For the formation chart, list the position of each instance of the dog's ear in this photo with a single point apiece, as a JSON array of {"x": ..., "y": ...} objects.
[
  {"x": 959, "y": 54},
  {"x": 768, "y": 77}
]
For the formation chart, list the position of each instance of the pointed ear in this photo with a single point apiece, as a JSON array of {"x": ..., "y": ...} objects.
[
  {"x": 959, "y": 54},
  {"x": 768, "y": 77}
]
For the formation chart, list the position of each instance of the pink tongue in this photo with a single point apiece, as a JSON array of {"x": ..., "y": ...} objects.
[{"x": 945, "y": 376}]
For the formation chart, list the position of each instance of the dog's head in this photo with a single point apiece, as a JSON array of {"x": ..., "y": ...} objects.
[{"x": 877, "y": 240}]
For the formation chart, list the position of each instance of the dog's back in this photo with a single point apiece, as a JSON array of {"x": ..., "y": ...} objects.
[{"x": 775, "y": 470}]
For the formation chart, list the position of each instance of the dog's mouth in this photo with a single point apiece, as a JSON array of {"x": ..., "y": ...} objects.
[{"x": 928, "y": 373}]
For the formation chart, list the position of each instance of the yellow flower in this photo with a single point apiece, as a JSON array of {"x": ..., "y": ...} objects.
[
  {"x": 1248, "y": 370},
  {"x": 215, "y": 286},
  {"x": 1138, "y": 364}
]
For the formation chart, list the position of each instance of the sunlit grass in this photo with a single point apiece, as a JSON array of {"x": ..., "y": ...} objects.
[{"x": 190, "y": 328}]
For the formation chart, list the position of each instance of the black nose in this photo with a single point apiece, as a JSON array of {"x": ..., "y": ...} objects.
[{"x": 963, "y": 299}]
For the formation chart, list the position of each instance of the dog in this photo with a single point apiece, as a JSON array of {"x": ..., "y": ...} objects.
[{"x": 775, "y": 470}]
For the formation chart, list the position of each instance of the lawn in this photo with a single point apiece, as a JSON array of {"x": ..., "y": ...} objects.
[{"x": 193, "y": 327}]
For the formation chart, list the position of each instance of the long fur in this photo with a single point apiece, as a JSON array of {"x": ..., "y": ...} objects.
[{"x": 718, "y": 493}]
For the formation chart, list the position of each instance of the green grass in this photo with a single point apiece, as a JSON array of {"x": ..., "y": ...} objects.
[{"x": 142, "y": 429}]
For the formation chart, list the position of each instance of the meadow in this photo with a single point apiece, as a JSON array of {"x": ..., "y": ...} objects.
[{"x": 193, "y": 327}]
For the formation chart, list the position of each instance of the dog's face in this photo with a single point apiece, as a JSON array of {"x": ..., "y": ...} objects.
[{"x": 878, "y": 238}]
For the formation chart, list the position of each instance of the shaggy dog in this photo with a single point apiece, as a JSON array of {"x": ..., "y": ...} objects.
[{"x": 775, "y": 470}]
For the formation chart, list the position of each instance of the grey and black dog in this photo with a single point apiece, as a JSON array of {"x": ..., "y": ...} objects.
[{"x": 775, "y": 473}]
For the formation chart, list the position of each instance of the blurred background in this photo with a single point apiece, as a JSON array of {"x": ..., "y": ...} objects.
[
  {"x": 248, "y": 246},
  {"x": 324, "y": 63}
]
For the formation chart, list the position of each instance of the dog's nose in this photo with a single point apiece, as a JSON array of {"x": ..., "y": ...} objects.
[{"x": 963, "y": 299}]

◆ **Written task**:
Convert each line of the material above into a JSON array of strings, with one string per line and any blank lines omitted.

◆ **Response for this exercise**:
[
  "For the formation chart, list the position of each instance of the dog's ear in this photo with a single point apiece, as a JSON array of {\"x\": ..., \"y\": ...} objects.",
  "[",
  "  {\"x\": 959, \"y\": 54},",
  "  {\"x\": 768, \"y\": 77}",
  "]",
  "For the formation chart, list the position of each instance of the pointed ear in this photo with a single point apiece, as a JSON array of {\"x\": ..., \"y\": ...} objects.",
  "[",
  "  {\"x\": 959, \"y\": 54},",
  "  {\"x\": 768, \"y\": 77}",
  "]",
  "For the formation chart, list the position of each instance of the pink tongue in this photo with a single point apiece, as a JSON array of {\"x\": ..., \"y\": ...} objects.",
  "[{\"x\": 945, \"y\": 376}]",
  "For the formation chart, list the position of each instance of the dog's head in this photo with a single point apiece, as a JSON array of {\"x\": ..., \"y\": ...} objects.",
  "[{\"x\": 877, \"y\": 240}]",
  "For the formation chart, list the position of each instance of the dog's back in this photo with a single point apiece, as a JSON array of {\"x\": ..., \"y\": ...} objects.",
  "[{\"x\": 775, \"y\": 470}]",
  "For the formation chart, list the position of each instance of the dog's mouth in this photo with a single point apiece, as a JSON array of {\"x\": ..., \"y\": ...} objects.",
  "[{\"x\": 928, \"y\": 373}]",
  "For the formation chart, list the position of each instance of the yellow flower in this photo with a single point apiece, as a JSON array of {\"x\": ..., \"y\": ...} objects.",
  "[",
  "  {\"x\": 1248, \"y\": 370},",
  "  {\"x\": 215, \"y\": 286},",
  "  {\"x\": 1138, \"y\": 364}",
  "]",
  "For the formation chart, list the position of each instance of the sunlit grass in this photo with a single point apiece, as a JSON array of {\"x\": ..., \"y\": ...} objects.",
  "[{\"x\": 190, \"y\": 328}]",
  "For the formation chart, list the position of each instance of the black nose in this photo with a single point apiece, as a JSON array of {\"x\": ..., \"y\": ...} objects.",
  "[{\"x\": 963, \"y\": 299}]",
  "For the formation chart, list the position of each instance of the dog in this photo with a single point apiece, as a JSON array of {\"x\": ..., \"y\": ...} objects.",
  "[{\"x\": 775, \"y\": 470}]",
  "For the formation chart, list the position of each instance of the lawn in this photo with a single point apiece, as a JSON array of {\"x\": ..., \"y\": ...} objects.",
  "[{\"x\": 193, \"y\": 327}]",
  "For the formation chart, list the position of each instance of the long fur in this photo with a single point apiece, as a JSON array of {\"x\": ..., \"y\": ...} objects.",
  "[{\"x\": 718, \"y\": 493}]",
  "For the formation chart, list the position of each instance of the green grass in this photo with a single point apiece, as a JSON array of {\"x\": ..., \"y\": ...} objects.",
  "[{\"x\": 142, \"y\": 429}]",
  "For the formation chart, list the position of each instance of the meadow in this photo with a single point apiece, as a JSON array of {\"x\": ..., \"y\": ...} objects.",
  "[{\"x\": 193, \"y\": 327}]",
  "For the formation chart, list the position of each instance of the dog's face in this photo with a single point apiece, as a JSON array of {\"x\": ..., \"y\": ...} objects.",
  "[{\"x\": 878, \"y\": 238}]",
  "For the formation chart, list the position of each instance of the shaggy dog in this photo with a single point apiece, as a JSON array of {\"x\": ..., \"y\": ...} objects.",
  "[{\"x\": 775, \"y\": 470}]",
  "For the formation chart, list the position of each instance of the grey and black dog in this photo with a single point apiece, as a JSON array of {\"x\": ..., \"y\": ...} objects.",
  "[{\"x\": 775, \"y\": 473}]",
  "For the formation chart, list the position of each instance of the blurred background in this photo with a single point apiece, as a JSON array of {\"x\": ..., \"y\": ...} objects.",
  "[",
  "  {\"x\": 248, \"y\": 246},",
  "  {\"x\": 324, \"y\": 63}",
  "]",
  "For the formation chart, list the position of each instance of the dog's nose in this photo with a single point apiece, as a JSON array of {\"x\": ..., \"y\": ...} objects.",
  "[{\"x\": 963, \"y\": 299}]"
]